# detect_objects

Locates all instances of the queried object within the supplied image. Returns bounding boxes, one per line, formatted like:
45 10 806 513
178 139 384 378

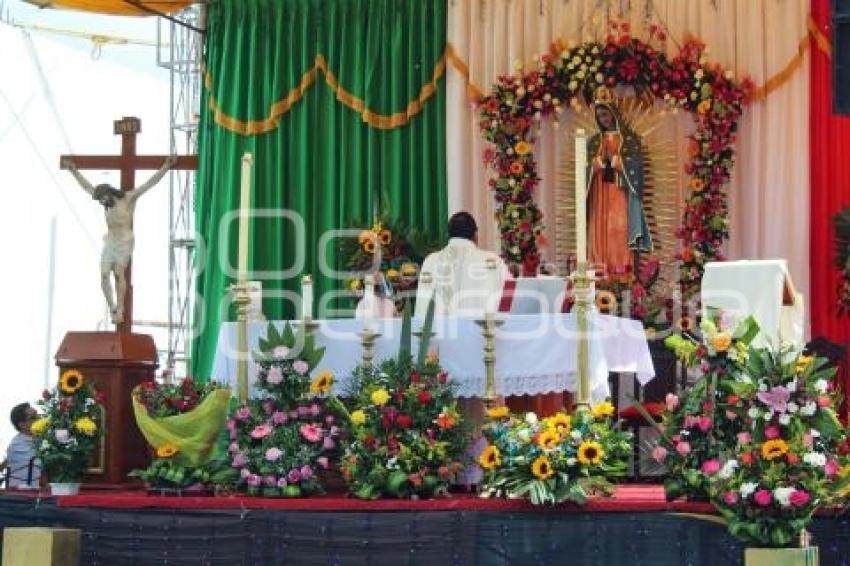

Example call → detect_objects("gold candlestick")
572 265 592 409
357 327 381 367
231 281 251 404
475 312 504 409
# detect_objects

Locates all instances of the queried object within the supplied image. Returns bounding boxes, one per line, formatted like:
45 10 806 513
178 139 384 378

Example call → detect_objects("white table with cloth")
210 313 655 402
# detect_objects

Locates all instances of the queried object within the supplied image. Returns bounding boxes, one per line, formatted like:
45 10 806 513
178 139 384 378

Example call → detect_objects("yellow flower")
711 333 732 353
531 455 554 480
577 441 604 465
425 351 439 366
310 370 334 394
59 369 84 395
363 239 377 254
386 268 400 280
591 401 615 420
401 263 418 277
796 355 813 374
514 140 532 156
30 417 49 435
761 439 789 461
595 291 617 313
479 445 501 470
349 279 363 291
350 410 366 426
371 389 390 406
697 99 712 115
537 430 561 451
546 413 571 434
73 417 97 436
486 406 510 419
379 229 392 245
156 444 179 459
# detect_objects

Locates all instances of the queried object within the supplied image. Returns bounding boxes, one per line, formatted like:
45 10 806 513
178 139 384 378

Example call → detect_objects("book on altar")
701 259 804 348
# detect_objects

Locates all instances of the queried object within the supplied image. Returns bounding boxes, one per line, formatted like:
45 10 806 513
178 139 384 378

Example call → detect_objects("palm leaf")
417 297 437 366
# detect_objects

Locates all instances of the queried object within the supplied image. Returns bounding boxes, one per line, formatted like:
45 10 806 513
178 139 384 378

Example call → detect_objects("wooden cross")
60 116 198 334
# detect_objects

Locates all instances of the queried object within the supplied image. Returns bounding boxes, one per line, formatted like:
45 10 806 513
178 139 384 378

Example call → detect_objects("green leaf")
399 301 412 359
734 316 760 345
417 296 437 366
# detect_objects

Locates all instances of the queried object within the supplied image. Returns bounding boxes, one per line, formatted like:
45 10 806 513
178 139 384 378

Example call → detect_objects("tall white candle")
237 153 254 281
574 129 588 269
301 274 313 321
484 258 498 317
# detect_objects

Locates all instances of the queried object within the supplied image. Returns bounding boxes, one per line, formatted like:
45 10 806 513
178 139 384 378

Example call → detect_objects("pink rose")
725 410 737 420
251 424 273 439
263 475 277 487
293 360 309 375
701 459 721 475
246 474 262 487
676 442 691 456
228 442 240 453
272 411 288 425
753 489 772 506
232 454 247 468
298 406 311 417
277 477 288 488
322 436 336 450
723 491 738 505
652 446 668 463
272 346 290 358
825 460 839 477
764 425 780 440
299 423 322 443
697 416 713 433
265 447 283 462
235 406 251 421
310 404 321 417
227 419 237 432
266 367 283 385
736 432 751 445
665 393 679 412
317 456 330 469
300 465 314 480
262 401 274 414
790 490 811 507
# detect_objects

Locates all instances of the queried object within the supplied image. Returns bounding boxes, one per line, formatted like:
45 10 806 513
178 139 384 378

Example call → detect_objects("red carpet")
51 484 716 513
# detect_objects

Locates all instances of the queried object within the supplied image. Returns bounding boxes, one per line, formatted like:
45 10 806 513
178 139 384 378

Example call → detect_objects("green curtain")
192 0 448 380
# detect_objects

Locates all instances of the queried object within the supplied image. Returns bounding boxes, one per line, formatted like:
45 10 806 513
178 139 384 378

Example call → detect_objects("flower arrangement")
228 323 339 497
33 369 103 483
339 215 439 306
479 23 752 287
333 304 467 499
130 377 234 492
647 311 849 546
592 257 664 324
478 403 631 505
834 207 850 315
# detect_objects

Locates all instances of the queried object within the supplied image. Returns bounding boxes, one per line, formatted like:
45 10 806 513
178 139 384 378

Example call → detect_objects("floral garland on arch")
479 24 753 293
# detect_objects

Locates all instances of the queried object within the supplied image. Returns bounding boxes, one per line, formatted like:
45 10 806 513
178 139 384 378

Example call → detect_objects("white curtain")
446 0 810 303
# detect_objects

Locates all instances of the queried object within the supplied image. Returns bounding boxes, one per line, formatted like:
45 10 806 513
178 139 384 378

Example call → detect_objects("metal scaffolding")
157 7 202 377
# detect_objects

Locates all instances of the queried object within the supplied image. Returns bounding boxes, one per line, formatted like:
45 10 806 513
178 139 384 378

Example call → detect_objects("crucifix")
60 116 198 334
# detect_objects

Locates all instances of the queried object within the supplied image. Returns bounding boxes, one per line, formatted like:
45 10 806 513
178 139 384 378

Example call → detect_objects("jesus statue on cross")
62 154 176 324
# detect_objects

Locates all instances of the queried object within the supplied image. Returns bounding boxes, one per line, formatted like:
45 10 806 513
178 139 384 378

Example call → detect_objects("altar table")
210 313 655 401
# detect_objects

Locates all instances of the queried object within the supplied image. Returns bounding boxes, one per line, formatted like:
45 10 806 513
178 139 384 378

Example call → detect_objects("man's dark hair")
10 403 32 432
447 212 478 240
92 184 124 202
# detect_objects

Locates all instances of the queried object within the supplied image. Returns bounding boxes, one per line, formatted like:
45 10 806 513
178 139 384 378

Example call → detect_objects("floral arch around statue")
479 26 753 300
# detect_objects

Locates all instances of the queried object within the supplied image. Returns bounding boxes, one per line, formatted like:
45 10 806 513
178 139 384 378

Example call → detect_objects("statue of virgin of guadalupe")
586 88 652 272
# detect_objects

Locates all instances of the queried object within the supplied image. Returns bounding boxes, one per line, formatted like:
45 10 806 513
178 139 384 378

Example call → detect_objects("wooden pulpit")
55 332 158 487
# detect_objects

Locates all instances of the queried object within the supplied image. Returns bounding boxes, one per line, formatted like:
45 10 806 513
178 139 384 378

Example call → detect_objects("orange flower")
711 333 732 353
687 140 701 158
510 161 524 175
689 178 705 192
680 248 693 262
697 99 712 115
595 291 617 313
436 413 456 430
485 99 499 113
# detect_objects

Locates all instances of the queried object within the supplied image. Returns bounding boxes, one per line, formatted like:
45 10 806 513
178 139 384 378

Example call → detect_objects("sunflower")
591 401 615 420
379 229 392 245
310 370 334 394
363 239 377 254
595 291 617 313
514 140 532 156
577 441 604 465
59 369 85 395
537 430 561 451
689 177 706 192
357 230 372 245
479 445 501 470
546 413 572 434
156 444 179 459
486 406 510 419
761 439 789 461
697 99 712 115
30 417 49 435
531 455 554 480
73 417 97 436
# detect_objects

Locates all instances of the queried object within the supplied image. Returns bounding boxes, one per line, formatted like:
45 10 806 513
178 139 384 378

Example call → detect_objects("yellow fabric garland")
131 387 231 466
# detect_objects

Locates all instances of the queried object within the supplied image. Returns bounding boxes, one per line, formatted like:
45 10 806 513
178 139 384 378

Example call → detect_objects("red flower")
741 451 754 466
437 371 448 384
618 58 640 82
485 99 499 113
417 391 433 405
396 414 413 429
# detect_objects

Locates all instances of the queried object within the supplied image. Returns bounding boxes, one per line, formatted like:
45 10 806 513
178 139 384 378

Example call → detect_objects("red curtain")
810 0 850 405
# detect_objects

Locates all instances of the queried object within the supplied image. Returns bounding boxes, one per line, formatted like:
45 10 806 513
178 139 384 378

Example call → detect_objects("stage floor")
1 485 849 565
-.-.-
:: Exercise description ::
Without the pictures, restate all the entries above exactly.

:: Exercise answer ::
# detect_objects

Locates all instances of the queried object within the supplied image. Returns bounding boxes, one per line, formatted like:
45 10 806 513
178 139 384 378


Example call → detect_objects("gold candlestick")
572 265 592 409
357 327 381 367
231 281 251 404
475 312 504 409
# detect_objects

Locates all instances of the queried object within the supplied image. Returns bounding boxes, one per line, formatted like:
45 10 806 513
178 139 384 378

Example call → detect_objects("white table with cloth")
210 313 655 402
# detect_objects

Locates all instances of the queried object within the supplied image. Returns bounding boxes, one per line, formatted like:
45 10 806 513
178 139 384 378

Example call → detect_objects("yellow flower")
711 333 732 353
531 455 554 480
577 441 604 465
425 351 439 366
310 370 334 394
59 369 84 395
363 239 377 254
386 268 400 280
591 401 615 420
401 263 418 277
796 355 813 374
514 140 532 156
30 417 49 435
761 439 789 461
595 291 617 313
479 445 501 470
349 279 363 291
350 410 366 426
371 389 390 406
697 99 712 115
537 430 561 451
546 413 571 434
73 417 97 436
486 406 510 419
379 229 392 245
156 444 179 459
# detect_objects

Locates all instances of the queried object within the supplied image. Returns bounding boxes, one per line, formatted like:
45 10 806 513
178 139 384 378

Example call → detect_objects("book on altar")
701 259 804 348
# detect_objects

Locates all instances of the queried object within the supplied image. Returns bounding boxes, one per line, formatted like:
45 10 806 513
178 139 384 378

Example call → detect_objects("palm leaf")
417 297 437 366
# detect_objects

Locates all instances of the queried object within the supplied image. Returns bounding boxes, one per line, formatted like:
45 10 806 513
178 139 384 378

Example call → detect_objects("wooden cross")
60 116 198 334
# detect_objects

Locates all instances of the queried object within the supplied image. Returns bounding boxes, one per line, formatted like:
45 10 806 513
178 139 384 378

Example call → detect_objects("green leaf")
399 301 412 359
734 316 760 345
417 296 437 366
# detect_objects

Locates all instances of the queried object within the supplied image. Returns bounding boxes, one per line, formatted like:
45 10 806 513
178 139 384 378

Example call → detect_objects("tall white candle")
237 153 254 281
574 129 588 269
301 274 313 321
484 258 498 317
# detect_objects

Locates all instances of the queried object within the supplied image. Returns bounding boxes, one per line, formatted like:
45 10 806 513
178 139 384 378

Example call → detect_objects("pink rose")
725 410 737 420
251 424 273 439
263 475 277 487
293 360 309 375
701 459 721 475
246 474 262 487
676 442 691 456
228 442 240 453
272 411 288 425
753 489 772 506
232 454 247 468
298 406 311 417
277 477 288 488
322 436 336 450
723 491 738 505
652 446 668 463
272 346 290 358
825 460 839 477
764 425 780 440
299 423 322 443
697 416 713 433
265 447 283 462
235 406 251 421
310 404 321 417
227 419 237 432
266 367 283 385
736 432 751 445
665 393 679 412
317 456 330 469
300 465 314 480
262 401 274 414
790 490 811 507
# detect_objects

Locates all instances of the queried object within the supplied image. Returns bounding boxes, one per line, formatted like:
45 10 806 513
178 139 384 378

Example call → detect_objects("red carpet")
51 484 716 513
# detect_objects

Locates all instances of the queried object within the supplied image. Returns bounding boxes, one per line, formatted like:
45 10 806 513
178 139 384 378

Example call → detect_objects("green curtain")
192 0 448 380
# detect_objects

Locates all instances of the queried object within the supplied image. Returns bounding boxes, one per line, formatted like:
45 10 806 513
178 139 384 378

Example call → detect_objects("flower arrangement")
228 323 339 497
33 369 103 483
339 215 439 306
479 23 752 287
333 304 467 499
130 377 234 492
647 311 849 546
592 257 664 324
478 403 631 505
834 207 850 315
# detect_objects

Locates all instances of the queried object within the supplied image. Returns bounding boxes, one per line, formatted like:
45 10 806 513
178 139 384 378

Example call → detect_objects("floral garland on arch")
479 24 753 293
# detect_objects

Locates all instances of the queried object within the supplied image. Returns bounding boxes, one per line, formatted like:
45 10 806 513
178 139 384 378

Example call → detect_objects("white curtain")
446 0 810 303
# detect_objects

Locates all instances of the queried object within the supplied image. Returns bounding boxes, one per line, formatted like:
45 10 806 513
178 139 384 378

Example call → detect_objects("metal scaffolding")
157 7 202 377
# detect_objects

Locates all instances of the queried object within the supplied image. Returns bounding boxes, one per line, formatted like:
45 10 806 513
178 139 384 378

Example call → detect_objects("crucifix")
60 116 198 334
# detect_objects

Locates all instances of the queried object within the supplied image. Returns bounding boxes, one per line, formatted like:
45 10 806 513
178 139 384 378

Example call → detect_objects("jesus statue on cross")
62 154 176 324
# detect_objects

Locates all instances of the queried object within the supplied image. Returns bounding boxes, one per line, formatted like:
45 10 806 513
178 139 384 378

Example call → detect_objects("altar table")
210 313 655 401
# detect_objects

Locates all instances of the queried object within the supplied image. Returns bounding boxes, one per line, formatted like:
45 10 806 513
178 139 384 378

Example call → detect_objects("man's dark hair")
10 403 32 432
447 212 478 240
92 184 124 202
# detect_objects

Locates all instances of the queried object within the supplied image. Returns bounding boxes, one per line, formatted like:
45 10 806 513
178 139 384 378

Example call → detect_objects("floral arch around statue")
479 26 753 300
# detect_objects

Locates all instances of the queried object within the supplied image. Returns bounding boxes, one per line, formatted like:
45 10 806 513
178 139 384 378

Example call → detect_objects("statue of virgin of guadalupe")
586 88 652 272
# detect_objects

Locates all instances of the queried object within the supplied image. Returns bounding boxes, one per line, formatted like:
45 10 806 513
178 139 384 378

Example call → detect_objects("wooden pulpit")
55 332 158 487
# detect_objects

Locates all instances of the queried object within the supplied image. Returns bounding boxes, one per line, formatted like:
45 10 806 513
178 139 384 378

Example call → detect_objects("orange flower")
711 333 732 353
687 140 701 158
510 161 524 175
689 178 705 192
680 248 693 262
697 99 712 115
595 291 617 313
436 413 456 430
485 99 499 113
# detect_objects

Locates all instances of the queried object within the supplied image. Returns bounding boxes, one per line, formatted like:
45 10 806 513
178 139 384 378

Example call → detect_objects("sunflower")
591 401 615 420
379 229 392 245
310 370 334 394
363 239 377 254
595 291 617 313
514 140 532 156
577 441 604 465
59 369 85 395
537 430 561 451
689 177 706 192
357 230 372 245
479 445 501 470
546 413 572 434
156 444 179 459
486 406 510 419
761 439 789 461
697 99 712 115
30 417 49 435
531 455 554 480
73 417 97 436
# detect_objects

Locates all instances of the queried object within the supplied image. Returns bounding boxes, one per line, formatted like:
45 10 806 513
178 139 384 378

Example call → detect_objects("yellow fabric garland")
131 387 231 466
# detect_objects

Locates all instances of the queried object within the supplied image. Returns bounding boxes, one per line, formatted like:
45 10 806 513
178 139 384 378

Example call → detect_objects("red flower")
741 451 754 466
437 371 448 384
618 58 640 82
485 99 499 113
417 391 433 405
396 414 413 429
# detect_objects

Locates all instances of the queried object within the supplied image. Returns bounding boxes, one per line, formatted like:
45 10 806 513
178 139 384 378

Example call → detect_objects("red curtain")
810 0 850 405
# detect_objects

Locates all instances of the queried object within the supplied image. Returns bounding boxes, one per line, formatted like:
45 10 806 513
178 139 384 378

Example call → detect_objects("stage floor")
1 485 849 565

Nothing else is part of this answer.